◆ Document section ◆
• • • • •

May 14, 2025
On death, it's common to simply distribute your assets to your loved ones. A testamentary trust is an alternative to a direct or outright distribution of estate assets. It allows you to control the timing and distribution of assets to your beneficiaries. The assets held in the trust are invested and managed by the trustee of the trust, who distributes the income and capital to the beneficiaries in accordance with your wishes stated in your Will. This article provides an overview of testamentary trusts and discusses some of the reasons you may want to consider using such a trust. This article also discusses the taxation of testamentary trusts and other considerations.
A testamentary trust is a trust or estate that is created on, and as a result of, the death of an individual (the testator). If any property is contributed to the trust by anyone other than a deceased individual as a consequence of that individual's death, it wouldn't be a testamentary trust. The terms of the trust are established in the deceased person's Will, by court order in relation to the deceased's estate, or by a separate trust document.
Directions for the creation of a testamentary trust and the terms of the trust should be specified in your Will or, in the case of a testamentary insurance trust, in a separate trust document. The Will or trust document should identify, among other things, the amount of money or other property to be held in the trust, the beneficiaries of the trust property, the trustees and their powers, the duration of the trust, and when and how distributions are to be made.
Testamentary trusts may have a lifespan of a few years or may continue for many years after the initial administration of your estate has been completed.
If your spouse or common-law partner is intended to be a beneficiary of the testamentary trust, consider setting up a testamentary spousal or common-law partner trust, where the assets may roll over to the trust at their adjusted cost base (ACB). Speak to your RBC advisor for a copy of the article on testamentary spousal or common-law partner trusts if you are interested in learning more about them.

• • • • •

◆ Data shown ◆

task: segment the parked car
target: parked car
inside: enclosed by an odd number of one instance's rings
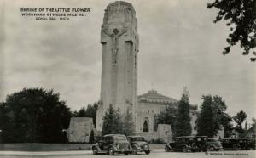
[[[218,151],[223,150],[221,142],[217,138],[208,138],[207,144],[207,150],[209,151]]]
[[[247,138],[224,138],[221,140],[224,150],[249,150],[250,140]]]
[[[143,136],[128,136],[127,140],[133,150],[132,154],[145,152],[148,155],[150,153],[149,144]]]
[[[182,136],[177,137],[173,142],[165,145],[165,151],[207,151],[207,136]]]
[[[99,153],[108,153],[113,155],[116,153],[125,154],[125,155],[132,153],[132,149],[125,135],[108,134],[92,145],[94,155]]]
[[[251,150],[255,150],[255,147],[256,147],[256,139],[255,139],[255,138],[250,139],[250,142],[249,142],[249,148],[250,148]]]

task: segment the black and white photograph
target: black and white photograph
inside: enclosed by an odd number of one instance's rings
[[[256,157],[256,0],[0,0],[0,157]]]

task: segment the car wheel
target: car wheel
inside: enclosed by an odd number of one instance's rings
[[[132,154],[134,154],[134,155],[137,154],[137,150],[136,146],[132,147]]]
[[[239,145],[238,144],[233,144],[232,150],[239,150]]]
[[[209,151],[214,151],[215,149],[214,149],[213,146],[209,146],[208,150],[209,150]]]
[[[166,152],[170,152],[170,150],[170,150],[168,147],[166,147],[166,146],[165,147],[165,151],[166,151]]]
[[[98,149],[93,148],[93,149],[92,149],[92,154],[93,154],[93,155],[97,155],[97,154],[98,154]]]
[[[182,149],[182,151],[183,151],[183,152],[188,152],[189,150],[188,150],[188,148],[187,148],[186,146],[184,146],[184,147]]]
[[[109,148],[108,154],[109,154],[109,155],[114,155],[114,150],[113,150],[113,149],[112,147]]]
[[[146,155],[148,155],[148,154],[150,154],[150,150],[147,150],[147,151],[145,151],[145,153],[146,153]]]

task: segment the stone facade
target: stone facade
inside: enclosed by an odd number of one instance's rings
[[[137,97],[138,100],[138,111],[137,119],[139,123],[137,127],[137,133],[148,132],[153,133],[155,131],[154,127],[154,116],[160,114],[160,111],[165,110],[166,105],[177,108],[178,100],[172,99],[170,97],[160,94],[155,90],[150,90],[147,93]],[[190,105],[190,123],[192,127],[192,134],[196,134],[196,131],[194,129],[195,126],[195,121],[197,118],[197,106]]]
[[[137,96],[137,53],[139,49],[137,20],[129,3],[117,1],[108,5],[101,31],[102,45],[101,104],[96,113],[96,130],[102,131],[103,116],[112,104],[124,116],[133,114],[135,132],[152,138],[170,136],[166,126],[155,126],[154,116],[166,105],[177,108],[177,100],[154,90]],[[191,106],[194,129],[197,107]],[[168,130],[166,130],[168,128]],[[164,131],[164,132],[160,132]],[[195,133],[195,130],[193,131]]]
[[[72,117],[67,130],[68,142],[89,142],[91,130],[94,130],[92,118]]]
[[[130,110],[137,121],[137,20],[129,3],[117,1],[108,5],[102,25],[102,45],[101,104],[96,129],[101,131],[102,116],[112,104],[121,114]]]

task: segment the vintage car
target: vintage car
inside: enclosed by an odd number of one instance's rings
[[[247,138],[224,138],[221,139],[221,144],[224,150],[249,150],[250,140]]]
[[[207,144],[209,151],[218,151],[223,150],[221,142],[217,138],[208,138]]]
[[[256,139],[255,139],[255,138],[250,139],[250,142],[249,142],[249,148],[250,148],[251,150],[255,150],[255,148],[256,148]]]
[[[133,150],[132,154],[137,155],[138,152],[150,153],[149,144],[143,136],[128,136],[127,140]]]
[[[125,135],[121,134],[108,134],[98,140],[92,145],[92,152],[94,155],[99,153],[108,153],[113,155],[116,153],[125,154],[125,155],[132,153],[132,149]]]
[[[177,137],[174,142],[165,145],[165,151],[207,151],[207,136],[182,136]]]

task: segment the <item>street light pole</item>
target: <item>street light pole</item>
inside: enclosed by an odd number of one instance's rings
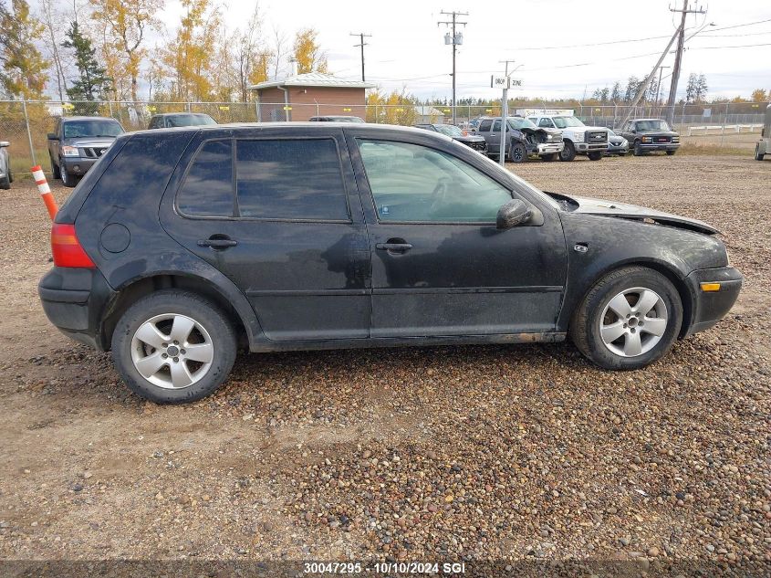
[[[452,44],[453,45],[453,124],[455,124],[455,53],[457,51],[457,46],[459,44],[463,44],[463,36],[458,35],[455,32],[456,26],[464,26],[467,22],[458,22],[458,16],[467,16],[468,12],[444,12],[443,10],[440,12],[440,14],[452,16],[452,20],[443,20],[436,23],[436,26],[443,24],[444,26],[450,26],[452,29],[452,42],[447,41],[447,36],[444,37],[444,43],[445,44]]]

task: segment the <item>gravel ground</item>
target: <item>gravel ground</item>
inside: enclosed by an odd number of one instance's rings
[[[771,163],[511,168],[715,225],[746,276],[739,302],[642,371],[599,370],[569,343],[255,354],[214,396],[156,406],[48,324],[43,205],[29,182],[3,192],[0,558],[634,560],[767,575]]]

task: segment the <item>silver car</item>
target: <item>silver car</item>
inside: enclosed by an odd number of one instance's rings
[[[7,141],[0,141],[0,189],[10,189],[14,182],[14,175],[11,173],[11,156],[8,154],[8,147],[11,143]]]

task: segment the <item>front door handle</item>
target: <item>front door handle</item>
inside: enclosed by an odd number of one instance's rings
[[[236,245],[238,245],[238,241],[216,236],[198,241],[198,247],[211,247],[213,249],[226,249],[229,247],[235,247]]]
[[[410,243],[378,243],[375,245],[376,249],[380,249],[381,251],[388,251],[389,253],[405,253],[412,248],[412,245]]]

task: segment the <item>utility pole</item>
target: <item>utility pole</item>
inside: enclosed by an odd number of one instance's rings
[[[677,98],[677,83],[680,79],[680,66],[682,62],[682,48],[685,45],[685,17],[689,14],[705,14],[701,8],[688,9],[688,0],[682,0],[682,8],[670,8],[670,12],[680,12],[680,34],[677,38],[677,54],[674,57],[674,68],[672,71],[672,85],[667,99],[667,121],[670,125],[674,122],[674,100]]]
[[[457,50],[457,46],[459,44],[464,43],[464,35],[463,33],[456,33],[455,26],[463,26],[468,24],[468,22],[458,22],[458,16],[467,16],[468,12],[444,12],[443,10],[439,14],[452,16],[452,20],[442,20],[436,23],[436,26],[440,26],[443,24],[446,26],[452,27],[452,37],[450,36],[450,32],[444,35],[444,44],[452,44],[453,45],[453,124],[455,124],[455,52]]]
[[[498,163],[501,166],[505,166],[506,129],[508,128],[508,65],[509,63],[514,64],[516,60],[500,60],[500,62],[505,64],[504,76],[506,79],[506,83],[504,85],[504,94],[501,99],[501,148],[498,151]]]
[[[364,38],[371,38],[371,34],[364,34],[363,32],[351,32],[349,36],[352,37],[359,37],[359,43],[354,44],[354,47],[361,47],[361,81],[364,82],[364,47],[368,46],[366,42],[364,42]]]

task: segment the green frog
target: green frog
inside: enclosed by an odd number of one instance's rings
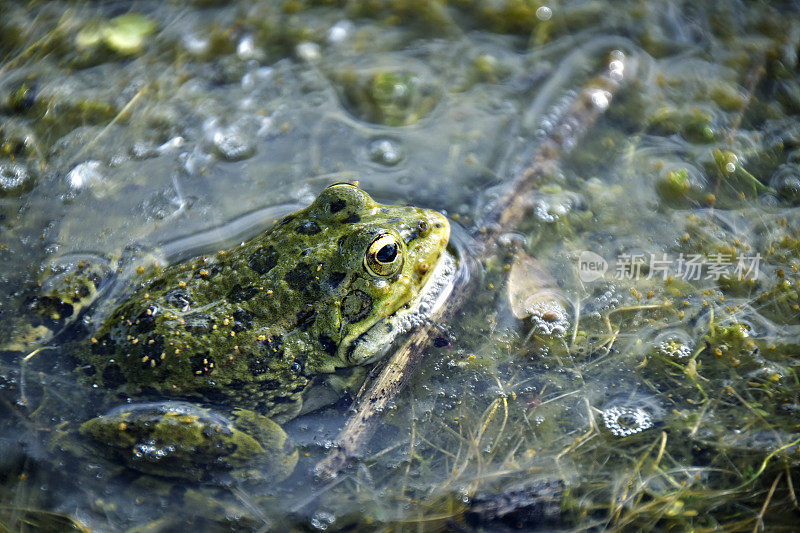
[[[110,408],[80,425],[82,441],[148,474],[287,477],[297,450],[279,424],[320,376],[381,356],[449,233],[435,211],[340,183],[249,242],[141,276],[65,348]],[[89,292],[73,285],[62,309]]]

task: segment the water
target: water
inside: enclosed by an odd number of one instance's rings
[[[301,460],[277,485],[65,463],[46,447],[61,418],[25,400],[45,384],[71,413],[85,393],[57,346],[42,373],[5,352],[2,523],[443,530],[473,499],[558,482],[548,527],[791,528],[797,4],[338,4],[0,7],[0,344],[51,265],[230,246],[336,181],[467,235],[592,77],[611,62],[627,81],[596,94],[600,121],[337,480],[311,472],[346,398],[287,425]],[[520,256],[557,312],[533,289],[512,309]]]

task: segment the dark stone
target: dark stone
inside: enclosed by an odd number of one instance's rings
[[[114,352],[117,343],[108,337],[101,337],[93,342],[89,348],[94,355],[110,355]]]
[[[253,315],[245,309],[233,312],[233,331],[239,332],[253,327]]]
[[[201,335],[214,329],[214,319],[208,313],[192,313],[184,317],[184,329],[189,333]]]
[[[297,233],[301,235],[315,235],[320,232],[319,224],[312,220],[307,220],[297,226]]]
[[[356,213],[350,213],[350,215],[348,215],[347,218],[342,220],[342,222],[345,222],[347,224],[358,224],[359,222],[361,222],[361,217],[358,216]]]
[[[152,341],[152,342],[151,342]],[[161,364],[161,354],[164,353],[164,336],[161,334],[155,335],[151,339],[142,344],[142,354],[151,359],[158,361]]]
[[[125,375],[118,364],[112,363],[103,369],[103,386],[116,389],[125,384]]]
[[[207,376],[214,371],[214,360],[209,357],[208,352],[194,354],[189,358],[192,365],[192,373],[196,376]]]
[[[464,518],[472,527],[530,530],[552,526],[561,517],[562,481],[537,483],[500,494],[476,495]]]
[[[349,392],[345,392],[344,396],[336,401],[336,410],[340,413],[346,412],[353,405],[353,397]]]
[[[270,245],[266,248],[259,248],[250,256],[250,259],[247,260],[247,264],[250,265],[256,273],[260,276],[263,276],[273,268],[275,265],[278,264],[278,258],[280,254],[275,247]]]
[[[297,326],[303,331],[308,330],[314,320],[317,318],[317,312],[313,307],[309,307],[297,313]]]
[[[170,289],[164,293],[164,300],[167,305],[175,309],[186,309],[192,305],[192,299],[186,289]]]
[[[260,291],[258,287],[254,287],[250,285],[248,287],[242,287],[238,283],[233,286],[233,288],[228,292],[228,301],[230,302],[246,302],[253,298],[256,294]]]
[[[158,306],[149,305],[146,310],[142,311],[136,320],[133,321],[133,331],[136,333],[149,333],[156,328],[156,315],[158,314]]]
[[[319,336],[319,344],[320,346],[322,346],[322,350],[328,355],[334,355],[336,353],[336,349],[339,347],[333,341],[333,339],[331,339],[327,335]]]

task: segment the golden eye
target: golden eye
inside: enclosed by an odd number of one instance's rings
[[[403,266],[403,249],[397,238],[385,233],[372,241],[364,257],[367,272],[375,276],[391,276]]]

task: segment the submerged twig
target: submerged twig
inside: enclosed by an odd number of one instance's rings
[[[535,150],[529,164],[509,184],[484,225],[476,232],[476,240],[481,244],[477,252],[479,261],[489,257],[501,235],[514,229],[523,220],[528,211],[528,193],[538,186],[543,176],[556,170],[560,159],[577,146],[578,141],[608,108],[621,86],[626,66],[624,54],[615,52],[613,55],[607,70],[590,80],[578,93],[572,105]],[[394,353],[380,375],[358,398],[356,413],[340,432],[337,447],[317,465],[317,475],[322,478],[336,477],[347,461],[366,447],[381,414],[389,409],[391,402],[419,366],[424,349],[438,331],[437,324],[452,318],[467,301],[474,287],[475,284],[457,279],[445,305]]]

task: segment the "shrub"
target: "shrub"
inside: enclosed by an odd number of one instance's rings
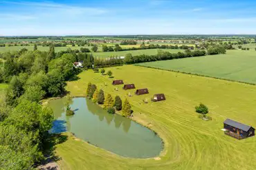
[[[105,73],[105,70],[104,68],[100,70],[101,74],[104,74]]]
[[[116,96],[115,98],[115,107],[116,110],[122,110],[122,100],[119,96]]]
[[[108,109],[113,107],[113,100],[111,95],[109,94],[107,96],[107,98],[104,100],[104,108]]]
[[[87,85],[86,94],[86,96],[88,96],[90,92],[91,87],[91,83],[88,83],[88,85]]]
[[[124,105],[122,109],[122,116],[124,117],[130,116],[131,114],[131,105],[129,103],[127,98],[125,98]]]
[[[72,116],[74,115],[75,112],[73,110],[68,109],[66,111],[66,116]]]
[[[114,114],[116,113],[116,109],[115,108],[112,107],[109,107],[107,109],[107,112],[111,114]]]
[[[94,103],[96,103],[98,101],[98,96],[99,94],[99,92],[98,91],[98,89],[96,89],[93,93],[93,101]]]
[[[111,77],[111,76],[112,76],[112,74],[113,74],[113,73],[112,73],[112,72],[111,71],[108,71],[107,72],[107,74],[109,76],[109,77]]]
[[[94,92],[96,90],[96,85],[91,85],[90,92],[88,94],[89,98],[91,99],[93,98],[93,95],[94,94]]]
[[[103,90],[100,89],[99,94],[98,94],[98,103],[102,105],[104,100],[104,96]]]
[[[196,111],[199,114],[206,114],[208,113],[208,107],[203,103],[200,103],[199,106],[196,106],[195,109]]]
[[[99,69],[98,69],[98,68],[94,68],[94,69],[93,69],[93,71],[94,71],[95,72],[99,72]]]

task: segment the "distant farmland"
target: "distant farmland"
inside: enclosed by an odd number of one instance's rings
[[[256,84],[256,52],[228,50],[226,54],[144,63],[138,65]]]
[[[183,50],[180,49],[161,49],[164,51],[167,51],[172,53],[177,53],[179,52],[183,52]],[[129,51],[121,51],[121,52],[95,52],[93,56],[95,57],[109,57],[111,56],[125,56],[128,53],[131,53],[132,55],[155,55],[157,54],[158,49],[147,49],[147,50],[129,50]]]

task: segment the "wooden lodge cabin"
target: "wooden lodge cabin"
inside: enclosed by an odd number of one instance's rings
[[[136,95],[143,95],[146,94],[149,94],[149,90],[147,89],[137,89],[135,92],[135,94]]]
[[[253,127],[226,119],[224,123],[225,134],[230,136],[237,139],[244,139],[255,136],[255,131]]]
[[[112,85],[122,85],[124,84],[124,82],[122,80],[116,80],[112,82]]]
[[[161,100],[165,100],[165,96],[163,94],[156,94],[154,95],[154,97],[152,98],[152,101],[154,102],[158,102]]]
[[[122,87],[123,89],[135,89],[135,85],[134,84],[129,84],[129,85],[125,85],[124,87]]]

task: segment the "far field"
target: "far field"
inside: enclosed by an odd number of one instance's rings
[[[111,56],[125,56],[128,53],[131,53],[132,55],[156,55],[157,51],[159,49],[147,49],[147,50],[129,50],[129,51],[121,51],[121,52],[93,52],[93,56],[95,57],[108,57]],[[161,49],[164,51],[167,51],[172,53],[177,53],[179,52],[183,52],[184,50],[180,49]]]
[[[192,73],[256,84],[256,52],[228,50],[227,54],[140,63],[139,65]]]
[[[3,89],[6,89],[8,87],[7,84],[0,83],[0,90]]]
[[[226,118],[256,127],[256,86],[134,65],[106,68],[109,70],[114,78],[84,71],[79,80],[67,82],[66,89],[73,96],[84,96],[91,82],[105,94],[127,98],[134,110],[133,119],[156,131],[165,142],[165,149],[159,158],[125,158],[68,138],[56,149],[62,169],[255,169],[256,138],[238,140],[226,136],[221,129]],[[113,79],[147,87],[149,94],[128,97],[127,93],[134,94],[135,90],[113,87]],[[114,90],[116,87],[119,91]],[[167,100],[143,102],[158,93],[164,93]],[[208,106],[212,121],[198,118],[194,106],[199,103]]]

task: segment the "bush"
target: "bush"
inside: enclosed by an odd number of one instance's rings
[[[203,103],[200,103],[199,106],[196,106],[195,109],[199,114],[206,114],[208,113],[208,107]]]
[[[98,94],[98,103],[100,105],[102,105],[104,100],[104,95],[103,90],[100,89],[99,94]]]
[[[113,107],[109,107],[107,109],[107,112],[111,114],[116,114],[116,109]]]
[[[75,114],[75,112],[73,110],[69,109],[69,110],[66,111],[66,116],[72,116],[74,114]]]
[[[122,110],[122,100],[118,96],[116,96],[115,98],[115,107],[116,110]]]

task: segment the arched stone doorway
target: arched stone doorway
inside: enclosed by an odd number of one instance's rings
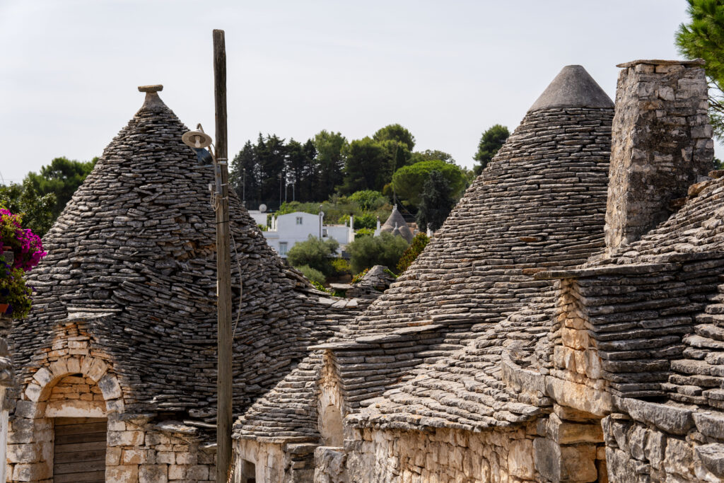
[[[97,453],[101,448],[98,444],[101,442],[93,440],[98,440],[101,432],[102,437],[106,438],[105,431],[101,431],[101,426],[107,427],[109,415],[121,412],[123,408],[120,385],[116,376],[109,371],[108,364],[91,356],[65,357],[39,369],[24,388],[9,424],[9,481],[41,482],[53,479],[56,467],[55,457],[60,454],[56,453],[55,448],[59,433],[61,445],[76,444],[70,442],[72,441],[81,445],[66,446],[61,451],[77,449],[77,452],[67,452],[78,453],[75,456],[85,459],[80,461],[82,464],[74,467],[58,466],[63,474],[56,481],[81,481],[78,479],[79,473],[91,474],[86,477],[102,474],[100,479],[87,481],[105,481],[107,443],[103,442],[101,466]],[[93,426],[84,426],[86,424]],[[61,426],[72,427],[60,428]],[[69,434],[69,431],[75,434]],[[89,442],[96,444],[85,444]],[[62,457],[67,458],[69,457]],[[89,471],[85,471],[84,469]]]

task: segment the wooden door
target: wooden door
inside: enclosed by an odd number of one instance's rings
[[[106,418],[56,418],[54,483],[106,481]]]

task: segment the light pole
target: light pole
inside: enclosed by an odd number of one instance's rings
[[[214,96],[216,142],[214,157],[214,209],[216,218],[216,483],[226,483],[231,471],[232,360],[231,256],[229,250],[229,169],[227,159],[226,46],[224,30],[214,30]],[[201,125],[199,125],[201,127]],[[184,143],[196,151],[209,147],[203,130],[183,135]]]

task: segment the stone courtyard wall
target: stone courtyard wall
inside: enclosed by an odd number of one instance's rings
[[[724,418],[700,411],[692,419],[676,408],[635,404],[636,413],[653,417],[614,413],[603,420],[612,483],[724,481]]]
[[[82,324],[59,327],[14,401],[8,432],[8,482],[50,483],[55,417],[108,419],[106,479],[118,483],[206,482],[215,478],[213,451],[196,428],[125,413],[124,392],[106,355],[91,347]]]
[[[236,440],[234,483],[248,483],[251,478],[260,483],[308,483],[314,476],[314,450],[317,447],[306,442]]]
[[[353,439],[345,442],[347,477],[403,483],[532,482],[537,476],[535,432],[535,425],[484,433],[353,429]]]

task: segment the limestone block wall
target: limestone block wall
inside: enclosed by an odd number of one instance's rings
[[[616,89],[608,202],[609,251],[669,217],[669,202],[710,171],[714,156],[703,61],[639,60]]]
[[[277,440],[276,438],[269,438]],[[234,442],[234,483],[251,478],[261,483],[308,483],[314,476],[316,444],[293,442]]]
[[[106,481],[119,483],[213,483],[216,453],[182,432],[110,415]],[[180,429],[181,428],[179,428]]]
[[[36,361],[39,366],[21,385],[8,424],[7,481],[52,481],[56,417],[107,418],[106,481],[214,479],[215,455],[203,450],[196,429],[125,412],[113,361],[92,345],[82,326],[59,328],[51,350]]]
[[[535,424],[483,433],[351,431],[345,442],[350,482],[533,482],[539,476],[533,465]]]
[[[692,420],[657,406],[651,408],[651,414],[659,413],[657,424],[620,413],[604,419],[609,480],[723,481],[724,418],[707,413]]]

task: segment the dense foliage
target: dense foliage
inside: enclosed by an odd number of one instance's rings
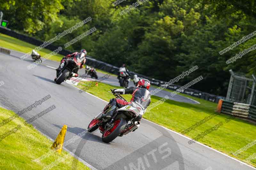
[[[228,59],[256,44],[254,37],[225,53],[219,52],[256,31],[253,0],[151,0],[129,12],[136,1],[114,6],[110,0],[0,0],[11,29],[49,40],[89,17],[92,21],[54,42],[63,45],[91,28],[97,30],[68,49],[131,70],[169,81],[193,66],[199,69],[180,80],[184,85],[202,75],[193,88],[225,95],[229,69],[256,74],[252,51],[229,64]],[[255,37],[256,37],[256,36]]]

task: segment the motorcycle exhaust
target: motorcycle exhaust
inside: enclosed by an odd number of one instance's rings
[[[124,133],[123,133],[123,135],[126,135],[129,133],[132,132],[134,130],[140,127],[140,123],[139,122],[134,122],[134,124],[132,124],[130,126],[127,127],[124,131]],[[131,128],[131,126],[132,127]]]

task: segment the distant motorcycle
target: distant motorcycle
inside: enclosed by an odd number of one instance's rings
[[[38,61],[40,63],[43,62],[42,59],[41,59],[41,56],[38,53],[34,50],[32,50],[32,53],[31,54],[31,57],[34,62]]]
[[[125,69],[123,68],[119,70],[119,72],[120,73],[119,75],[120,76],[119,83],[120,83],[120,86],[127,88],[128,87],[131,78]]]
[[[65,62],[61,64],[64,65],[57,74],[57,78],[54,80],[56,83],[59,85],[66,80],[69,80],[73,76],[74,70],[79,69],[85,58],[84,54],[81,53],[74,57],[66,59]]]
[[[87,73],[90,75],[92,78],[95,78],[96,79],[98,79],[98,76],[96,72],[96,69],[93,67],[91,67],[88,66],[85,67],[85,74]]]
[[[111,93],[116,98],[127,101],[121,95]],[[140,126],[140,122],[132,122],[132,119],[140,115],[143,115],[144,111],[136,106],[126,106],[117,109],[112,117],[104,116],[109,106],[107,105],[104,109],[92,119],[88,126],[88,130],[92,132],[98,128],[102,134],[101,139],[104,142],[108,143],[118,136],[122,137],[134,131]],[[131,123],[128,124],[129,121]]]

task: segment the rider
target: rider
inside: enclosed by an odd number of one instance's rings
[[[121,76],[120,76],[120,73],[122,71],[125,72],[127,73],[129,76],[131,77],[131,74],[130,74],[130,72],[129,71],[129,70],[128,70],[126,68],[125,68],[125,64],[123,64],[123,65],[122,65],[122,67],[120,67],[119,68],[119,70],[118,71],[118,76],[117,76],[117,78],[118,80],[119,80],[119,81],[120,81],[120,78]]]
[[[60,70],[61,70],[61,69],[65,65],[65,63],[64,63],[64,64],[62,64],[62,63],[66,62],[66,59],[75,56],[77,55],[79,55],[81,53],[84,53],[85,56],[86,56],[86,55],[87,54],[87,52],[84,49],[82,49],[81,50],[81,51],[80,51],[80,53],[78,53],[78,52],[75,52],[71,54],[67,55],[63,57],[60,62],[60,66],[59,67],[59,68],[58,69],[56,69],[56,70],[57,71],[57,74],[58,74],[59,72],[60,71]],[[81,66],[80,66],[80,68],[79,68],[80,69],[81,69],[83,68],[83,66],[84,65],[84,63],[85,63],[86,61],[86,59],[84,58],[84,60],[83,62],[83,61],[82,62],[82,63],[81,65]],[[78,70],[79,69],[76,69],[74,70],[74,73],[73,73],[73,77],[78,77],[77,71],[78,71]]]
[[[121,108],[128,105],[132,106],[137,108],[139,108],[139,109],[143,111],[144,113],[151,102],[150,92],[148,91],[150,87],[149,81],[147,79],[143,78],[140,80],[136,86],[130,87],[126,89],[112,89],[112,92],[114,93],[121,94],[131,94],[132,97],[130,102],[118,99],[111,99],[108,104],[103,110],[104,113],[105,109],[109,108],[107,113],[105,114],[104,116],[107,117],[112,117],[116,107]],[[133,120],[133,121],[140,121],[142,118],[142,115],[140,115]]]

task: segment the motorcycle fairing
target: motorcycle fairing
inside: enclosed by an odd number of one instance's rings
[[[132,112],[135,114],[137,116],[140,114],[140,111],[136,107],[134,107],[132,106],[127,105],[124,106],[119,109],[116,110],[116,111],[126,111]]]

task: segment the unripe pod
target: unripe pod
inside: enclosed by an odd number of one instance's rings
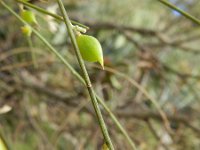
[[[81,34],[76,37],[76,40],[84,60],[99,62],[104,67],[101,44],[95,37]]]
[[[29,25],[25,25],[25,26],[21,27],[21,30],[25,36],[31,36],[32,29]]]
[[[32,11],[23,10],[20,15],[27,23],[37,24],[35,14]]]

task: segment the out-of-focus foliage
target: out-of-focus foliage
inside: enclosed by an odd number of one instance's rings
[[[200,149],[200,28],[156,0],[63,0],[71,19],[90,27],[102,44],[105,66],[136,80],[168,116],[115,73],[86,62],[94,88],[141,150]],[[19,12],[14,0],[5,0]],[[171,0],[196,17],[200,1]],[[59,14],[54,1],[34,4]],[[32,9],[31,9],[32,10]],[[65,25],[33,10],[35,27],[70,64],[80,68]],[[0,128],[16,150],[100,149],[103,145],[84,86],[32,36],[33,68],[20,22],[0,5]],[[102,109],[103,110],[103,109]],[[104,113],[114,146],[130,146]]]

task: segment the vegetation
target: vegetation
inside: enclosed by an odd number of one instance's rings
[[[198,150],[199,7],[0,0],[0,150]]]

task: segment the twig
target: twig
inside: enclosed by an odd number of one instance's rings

• • • • •

◆ Complete the following ◆
A. Reproduce word for word the stretch of the testamentary trust article from "If your spouse" through "more about them.".
B. Quote the entries exactly, covering the stretch from the very start of the entries through the line that contains "[[[256,157],[256,0],[0,0],[0,157]]]", and leave the pictures out.

◆ Solutions to each task ◆
A.
If your spouse or common-law partner is intended to be a beneficiary of the testamentary trust, consider setting up a testamentary spousal or common-law partner trust, where the assets may roll over to the trust at their adjusted cost base (ACB). Speak to your RBC advisor for a copy of the article on testamentary spousal or common-law partner trusts if you are interested in learning more about them.

B.
task: segment the parked car
target: parked car
inside: enclosed by an odd number of one instance's rings
[[[218,151],[223,150],[221,142],[217,138],[208,138],[207,144],[207,150],[209,151]]]
[[[247,138],[224,138],[221,140],[224,150],[249,150],[250,140]]]
[[[143,136],[128,136],[127,140],[133,150],[132,154],[145,152],[148,155],[150,153],[149,144]]]
[[[182,136],[177,137],[173,142],[165,145],[165,151],[207,151],[207,136]]]
[[[99,153],[108,153],[113,155],[116,153],[125,154],[125,155],[132,153],[132,149],[125,135],[108,134],[92,145],[94,155]]]
[[[251,150],[255,150],[255,147],[256,147],[256,139],[255,139],[255,138],[250,139],[250,142],[249,142],[249,148],[250,148]]]

task: segment the black and white photograph
target: black and white photograph
inside: enclosed by an odd number of one instance's rings
[[[256,157],[256,0],[0,0],[0,157]]]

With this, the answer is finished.